**EXERCISE TASK**
Take everything from the line containing "Please help me find the bare" down to the end of the lines and copy it out with "annotation dataset" switched to "labeling project" throughout, changing nothing else.
───── SOURCE MATERIAL
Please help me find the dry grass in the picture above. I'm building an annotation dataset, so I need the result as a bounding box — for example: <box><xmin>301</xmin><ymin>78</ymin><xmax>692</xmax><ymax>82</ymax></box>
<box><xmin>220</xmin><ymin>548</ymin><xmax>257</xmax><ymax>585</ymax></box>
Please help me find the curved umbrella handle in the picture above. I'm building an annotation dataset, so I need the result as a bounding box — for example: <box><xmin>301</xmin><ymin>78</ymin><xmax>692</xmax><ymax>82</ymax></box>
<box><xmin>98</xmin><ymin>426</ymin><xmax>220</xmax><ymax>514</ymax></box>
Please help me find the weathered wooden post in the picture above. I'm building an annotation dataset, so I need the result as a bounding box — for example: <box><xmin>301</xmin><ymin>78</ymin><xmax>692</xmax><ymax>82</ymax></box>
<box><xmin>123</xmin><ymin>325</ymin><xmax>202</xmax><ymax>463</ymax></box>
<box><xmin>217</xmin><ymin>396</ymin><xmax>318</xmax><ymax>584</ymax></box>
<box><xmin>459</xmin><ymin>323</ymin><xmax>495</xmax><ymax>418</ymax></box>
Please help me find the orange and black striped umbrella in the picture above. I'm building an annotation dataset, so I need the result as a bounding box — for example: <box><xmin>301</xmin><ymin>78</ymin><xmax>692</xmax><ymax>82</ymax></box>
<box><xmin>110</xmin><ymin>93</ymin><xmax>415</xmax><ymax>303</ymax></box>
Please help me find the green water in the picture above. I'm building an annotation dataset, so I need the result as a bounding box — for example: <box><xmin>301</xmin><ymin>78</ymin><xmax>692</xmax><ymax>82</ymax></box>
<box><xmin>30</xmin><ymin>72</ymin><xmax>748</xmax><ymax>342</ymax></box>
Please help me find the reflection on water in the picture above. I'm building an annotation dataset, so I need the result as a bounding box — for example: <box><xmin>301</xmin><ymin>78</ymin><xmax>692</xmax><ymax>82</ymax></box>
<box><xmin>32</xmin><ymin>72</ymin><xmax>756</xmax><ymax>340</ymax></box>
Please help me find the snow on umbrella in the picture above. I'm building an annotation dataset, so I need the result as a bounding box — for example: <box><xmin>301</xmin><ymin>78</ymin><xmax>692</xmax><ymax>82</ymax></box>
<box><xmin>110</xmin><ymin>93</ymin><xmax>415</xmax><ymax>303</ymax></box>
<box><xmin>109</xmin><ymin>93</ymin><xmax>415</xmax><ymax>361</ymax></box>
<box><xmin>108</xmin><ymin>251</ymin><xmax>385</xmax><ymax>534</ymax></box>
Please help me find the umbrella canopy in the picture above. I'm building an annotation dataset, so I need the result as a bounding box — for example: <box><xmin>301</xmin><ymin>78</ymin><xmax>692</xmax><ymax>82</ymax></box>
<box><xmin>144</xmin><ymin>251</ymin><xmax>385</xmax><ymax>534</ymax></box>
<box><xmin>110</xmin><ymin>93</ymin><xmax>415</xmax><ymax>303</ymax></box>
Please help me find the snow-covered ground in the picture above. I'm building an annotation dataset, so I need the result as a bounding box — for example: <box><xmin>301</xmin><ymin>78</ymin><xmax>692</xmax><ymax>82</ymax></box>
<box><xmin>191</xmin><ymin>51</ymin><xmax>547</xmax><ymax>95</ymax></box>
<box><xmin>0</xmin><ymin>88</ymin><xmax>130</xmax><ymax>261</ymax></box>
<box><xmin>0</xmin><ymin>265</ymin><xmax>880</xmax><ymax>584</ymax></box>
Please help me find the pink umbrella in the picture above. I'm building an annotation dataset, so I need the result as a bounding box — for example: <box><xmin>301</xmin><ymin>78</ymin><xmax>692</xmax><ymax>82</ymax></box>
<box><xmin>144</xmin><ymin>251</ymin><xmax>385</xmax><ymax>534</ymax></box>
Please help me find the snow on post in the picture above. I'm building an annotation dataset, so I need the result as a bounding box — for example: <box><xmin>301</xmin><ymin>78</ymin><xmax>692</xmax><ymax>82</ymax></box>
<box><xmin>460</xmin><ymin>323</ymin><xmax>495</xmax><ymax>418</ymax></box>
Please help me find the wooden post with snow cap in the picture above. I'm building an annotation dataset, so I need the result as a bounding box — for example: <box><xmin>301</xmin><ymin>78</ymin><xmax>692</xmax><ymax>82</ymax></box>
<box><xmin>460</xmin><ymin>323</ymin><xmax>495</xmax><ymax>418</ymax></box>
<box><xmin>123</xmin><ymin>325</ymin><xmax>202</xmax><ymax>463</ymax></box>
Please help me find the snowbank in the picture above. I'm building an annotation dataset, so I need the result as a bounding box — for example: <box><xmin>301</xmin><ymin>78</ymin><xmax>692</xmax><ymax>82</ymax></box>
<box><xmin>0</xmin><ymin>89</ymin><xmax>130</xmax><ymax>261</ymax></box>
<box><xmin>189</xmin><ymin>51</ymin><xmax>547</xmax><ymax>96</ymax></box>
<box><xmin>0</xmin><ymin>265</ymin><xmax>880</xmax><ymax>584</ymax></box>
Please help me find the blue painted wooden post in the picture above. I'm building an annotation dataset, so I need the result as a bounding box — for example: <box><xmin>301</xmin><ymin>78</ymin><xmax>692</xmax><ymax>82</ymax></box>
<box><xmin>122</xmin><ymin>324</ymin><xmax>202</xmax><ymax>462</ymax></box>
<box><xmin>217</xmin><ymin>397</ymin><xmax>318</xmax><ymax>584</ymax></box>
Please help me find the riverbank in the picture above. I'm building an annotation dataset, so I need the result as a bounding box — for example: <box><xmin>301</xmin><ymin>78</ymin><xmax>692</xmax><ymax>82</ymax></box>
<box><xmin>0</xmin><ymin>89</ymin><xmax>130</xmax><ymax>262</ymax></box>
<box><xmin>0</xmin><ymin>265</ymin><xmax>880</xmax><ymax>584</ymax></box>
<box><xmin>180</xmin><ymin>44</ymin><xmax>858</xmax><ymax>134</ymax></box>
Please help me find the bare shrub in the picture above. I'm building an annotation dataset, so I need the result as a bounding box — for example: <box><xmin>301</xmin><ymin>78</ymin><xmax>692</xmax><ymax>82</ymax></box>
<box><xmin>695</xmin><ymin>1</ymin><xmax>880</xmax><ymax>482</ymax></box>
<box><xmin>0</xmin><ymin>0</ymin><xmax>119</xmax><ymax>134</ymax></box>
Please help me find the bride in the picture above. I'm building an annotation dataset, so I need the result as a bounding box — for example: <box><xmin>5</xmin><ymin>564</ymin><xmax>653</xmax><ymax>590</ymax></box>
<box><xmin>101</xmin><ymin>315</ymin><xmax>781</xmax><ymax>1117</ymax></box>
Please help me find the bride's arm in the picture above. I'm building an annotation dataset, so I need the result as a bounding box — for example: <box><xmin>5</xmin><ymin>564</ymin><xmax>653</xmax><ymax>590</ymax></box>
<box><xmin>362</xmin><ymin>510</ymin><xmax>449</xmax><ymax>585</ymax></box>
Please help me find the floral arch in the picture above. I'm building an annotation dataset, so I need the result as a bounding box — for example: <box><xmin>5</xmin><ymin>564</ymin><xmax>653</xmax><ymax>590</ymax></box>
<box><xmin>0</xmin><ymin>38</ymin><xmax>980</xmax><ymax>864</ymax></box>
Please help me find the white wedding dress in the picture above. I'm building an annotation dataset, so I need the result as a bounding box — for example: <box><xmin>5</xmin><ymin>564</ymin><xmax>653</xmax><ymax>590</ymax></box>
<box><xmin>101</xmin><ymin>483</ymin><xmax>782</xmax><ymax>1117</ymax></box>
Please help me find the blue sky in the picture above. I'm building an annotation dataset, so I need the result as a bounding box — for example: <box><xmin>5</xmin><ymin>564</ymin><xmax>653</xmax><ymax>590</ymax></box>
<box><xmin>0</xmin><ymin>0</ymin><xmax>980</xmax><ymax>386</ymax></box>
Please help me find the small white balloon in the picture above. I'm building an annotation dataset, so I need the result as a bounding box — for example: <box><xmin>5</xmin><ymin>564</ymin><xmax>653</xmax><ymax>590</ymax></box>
──────────
**RESULT BELOW**
Please help me find the bare shrub in the picture above. I'm building an labeling project, so I need the result as a bounding box — for example: <box><xmin>301</xmin><ymin>78</ymin><xmax>692</xmax><ymax>82</ymax></box>
<box><xmin>695</xmin><ymin>1</ymin><xmax>880</xmax><ymax>482</ymax></box>
<box><xmin>0</xmin><ymin>0</ymin><xmax>119</xmax><ymax>134</ymax></box>
Please help me find the bride in the picture above. I'm building an labeling project, so I need the result as a bounding box — for example: <box><xmin>5</xmin><ymin>564</ymin><xmax>653</xmax><ymax>590</ymax></box>
<box><xmin>101</xmin><ymin>315</ymin><xmax>781</xmax><ymax>1117</ymax></box>
Please help me find the bride's arm in the picture above. I'm building an labeling project, so I need the result as a bounding box — for example: <box><xmin>5</xmin><ymin>564</ymin><xmax>653</xmax><ymax>590</ymax></box>
<box><xmin>362</xmin><ymin>510</ymin><xmax>449</xmax><ymax>585</ymax></box>
Please help me find the floral arch in the picture above. I'm building an labeling project, so I need the result as a bounding box — for example: <box><xmin>5</xmin><ymin>564</ymin><xmax>653</xmax><ymax>590</ymax></box>
<box><xmin>0</xmin><ymin>38</ymin><xmax>980</xmax><ymax>864</ymax></box>
Please help me find the white wedding dress in the picture above. I'm building an labeling project, so I need the result as a bounding box — for example: <box><xmin>5</xmin><ymin>564</ymin><xmax>653</xmax><ymax>590</ymax></box>
<box><xmin>101</xmin><ymin>483</ymin><xmax>782</xmax><ymax>1117</ymax></box>
Please help me find the blue sky in the picture above. I'm building an labeling project, so I need the result as a bounding box — for example: <box><xmin>5</xmin><ymin>564</ymin><xmax>653</xmax><ymax>590</ymax></box>
<box><xmin>0</xmin><ymin>0</ymin><xmax>980</xmax><ymax>386</ymax></box>
Please help me find the small white balloon in the picture above. I'm building an labeling project, so I need the result as a bounding box — for example: <box><xmin>5</xmin><ymin>564</ymin><xmax>653</xmax><ymax>590</ymax></box>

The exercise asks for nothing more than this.